___ PASSAGE SHOWN

Stefano Volonte leads North America and LatAm commercial supply chain for Roche/Genentech. During the COVID-19 pandemic, he commented on three areas:
Supply chain resilience
By design, Roche/Genentech had already established dual/multiple locations for several, key products manufacturing, opting not to rely on just a single facility. This has proven to be a big advantage. Having the possibility to operate a truly global network provides us the possibility to leverage the capacity of back up sites as soon as one node would become saturated, or in a highly impacted area. Our supply was unhindered and our service level remains outstanding.
Demand volatility
The company is well responding to fluctuating prescription product demand from different hospitals. In the short term, we took advantage of our healthy stock along the entire supply, even looking at opportunities to advance orders for starting materials and other components. In one specific case, the company looked for establishing an end-to-end US-based backup supply, to quickly ramp up the supply and significantly increase the flexibility to cope with the demand surge.
Logistics constraints
Volonte admits the company was caught by surprise by the sudden flight bans and freight constraints, especially since 40% of its cold chain supply chain relied on commercial aviation. Roche/Genentech was forced to compete for cargo capacity, and to reshuffle in the short term. “Ultimately, we did not miss a beat,” Volonte reports. “No patient went without medicine. Even if the shipment was at the highest price, this was still the case.” The company utilizes 4PL logistics partners, which optimizes global transportation, and in the US established a 4PL for all the domestic shipments and export orders. “These people really lived up to our expectations,” said Volonte. “Technology like control tower tool really pays off in this case, providing real time visibility on all shipments and enabling prioritizing the most urgent ones.”

______
___ DATA SHOWN

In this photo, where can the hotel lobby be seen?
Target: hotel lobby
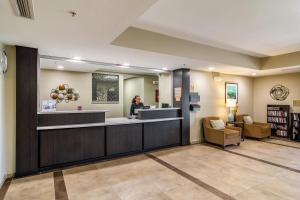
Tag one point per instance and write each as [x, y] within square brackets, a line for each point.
[149, 99]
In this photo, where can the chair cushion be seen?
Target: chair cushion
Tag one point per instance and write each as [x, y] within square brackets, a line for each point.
[231, 134]
[248, 120]
[217, 124]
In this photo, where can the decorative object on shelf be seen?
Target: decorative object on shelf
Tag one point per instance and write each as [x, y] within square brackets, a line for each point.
[279, 92]
[64, 93]
[278, 117]
[231, 104]
[105, 88]
[194, 98]
[3, 62]
[231, 92]
[295, 123]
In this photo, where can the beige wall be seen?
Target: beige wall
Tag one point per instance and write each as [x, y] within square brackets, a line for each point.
[82, 82]
[212, 96]
[8, 116]
[149, 90]
[132, 87]
[165, 89]
[261, 93]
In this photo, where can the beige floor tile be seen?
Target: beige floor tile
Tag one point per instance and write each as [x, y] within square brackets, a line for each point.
[38, 187]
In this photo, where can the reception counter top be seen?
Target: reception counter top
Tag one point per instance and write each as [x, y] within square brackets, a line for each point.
[67, 138]
[108, 122]
[73, 112]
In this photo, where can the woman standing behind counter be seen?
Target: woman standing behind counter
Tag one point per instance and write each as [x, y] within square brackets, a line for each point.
[136, 104]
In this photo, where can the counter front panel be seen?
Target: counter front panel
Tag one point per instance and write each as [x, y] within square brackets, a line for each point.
[160, 134]
[71, 145]
[53, 119]
[121, 139]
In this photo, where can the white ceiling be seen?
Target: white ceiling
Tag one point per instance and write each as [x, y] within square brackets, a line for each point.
[82, 66]
[255, 27]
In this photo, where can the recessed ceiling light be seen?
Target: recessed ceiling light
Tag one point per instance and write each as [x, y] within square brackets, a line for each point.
[157, 70]
[123, 66]
[76, 58]
[60, 67]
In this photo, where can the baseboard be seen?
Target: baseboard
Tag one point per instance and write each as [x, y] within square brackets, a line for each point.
[5, 177]
[195, 142]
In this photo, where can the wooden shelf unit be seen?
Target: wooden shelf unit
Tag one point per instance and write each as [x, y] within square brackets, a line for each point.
[295, 126]
[279, 118]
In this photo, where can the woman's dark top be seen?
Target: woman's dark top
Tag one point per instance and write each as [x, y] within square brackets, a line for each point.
[135, 106]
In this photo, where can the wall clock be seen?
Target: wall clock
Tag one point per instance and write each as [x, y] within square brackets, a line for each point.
[279, 92]
[3, 62]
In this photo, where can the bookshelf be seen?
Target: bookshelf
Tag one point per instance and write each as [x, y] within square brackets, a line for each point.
[279, 118]
[295, 126]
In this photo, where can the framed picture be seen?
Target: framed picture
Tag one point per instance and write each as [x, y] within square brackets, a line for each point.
[231, 92]
[105, 88]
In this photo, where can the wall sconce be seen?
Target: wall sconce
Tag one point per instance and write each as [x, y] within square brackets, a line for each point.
[216, 76]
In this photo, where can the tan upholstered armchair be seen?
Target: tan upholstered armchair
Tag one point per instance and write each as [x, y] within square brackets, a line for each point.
[223, 137]
[256, 130]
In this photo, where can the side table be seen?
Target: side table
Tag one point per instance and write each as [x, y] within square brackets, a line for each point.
[238, 124]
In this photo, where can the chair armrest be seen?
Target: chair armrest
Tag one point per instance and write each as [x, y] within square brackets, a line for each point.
[234, 128]
[215, 131]
[261, 124]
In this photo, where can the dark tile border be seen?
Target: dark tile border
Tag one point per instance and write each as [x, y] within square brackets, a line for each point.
[4, 188]
[268, 141]
[60, 186]
[253, 158]
[200, 183]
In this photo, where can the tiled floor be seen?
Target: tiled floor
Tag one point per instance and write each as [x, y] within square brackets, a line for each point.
[190, 172]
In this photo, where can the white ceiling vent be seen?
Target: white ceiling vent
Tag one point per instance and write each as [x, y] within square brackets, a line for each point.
[23, 8]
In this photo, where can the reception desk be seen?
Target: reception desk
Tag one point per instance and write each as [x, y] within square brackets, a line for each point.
[62, 143]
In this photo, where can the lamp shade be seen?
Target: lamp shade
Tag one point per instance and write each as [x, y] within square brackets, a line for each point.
[230, 103]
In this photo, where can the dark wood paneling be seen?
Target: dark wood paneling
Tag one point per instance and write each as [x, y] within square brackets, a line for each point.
[159, 134]
[26, 111]
[122, 139]
[158, 114]
[70, 145]
[70, 118]
[181, 79]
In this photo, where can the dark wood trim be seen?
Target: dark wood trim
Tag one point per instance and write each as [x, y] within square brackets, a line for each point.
[181, 79]
[158, 114]
[60, 186]
[26, 110]
[4, 188]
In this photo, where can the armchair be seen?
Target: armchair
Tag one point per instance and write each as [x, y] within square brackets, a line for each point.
[223, 137]
[256, 130]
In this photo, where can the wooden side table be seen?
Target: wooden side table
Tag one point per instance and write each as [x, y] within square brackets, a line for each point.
[238, 124]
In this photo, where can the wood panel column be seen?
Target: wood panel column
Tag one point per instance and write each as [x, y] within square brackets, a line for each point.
[26, 110]
[181, 92]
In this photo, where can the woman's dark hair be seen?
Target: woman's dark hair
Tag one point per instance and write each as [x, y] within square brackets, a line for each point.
[134, 98]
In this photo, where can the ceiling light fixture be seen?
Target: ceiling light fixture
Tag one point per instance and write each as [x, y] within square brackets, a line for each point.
[124, 66]
[211, 68]
[60, 67]
[157, 70]
[76, 58]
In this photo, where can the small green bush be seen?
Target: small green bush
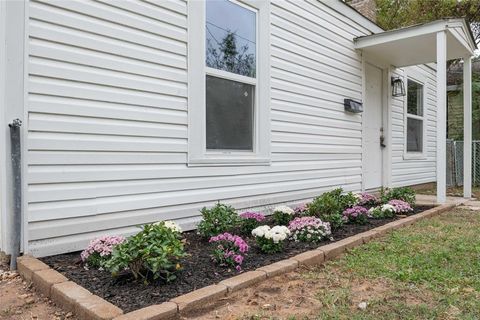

______

(WHAT YOU WILL DO):
1. Rewrite the Roche/Genentech supply chain text starting with "Stefano Volonte leads" and going on through "level remains outstanding.", putting "Roche Group" wherever "Roche/Genentech" appears.
2. Extend the account of Roche/Genentech's pandemic supply chain past its last sentence.

(TASK ANSWERS):
1.
Stefano Volonte leads North America and LatAm commercial supply chain for Roche Group. During the COVID-19 pandemic, he commented on three areas:
Supply chain resilience
By design, Roche Group had already established dual/multiple locations for several, key products manufacturing, opting not to rely on just a single facility. This has proven to be a big advantage. Having the possibility to operate a truly global network provides us the possibility to leverage the capacity of back up sites as soon as one node would become saturated, or in a highly impacted area. Our supply was unhindered and our service level remains outstanding.

2.
Roche/Genentech prides itself on extremely high service levels. That is why, at its Kentucky distribution center, for three weekends, staff were on site to send product that couldn’t wait for a Monday shipment.
Regarding working from home, Stefano thought it was “not traumatic because Genentech has a flexible approach to schedule and accommodates individual preferences. We went from working from home one or two days a week to working from home all week.”
Pre-COVID-19, on a typical day ~15,000 people came and went on Genentech’s South San Francisco campus daily. Now, only about 1,200 individuals with critical roles work there. Stefano described less dense campus as a big advantage: it protects the health of the people who needs to be onsite and keeps the most essential operations running, to continue delivering life-saving medicines to patients.
Employees working onsite go through health screening and practice social distancing. The company provides free lunches to onsite staff and special measures/attention.
“I hope we can learn from each other [about COVID-19] and to stay connected. This is not just about one company but our entire industry. Everyone is looking at us to deliver the solutions to this humanitarian crisis”.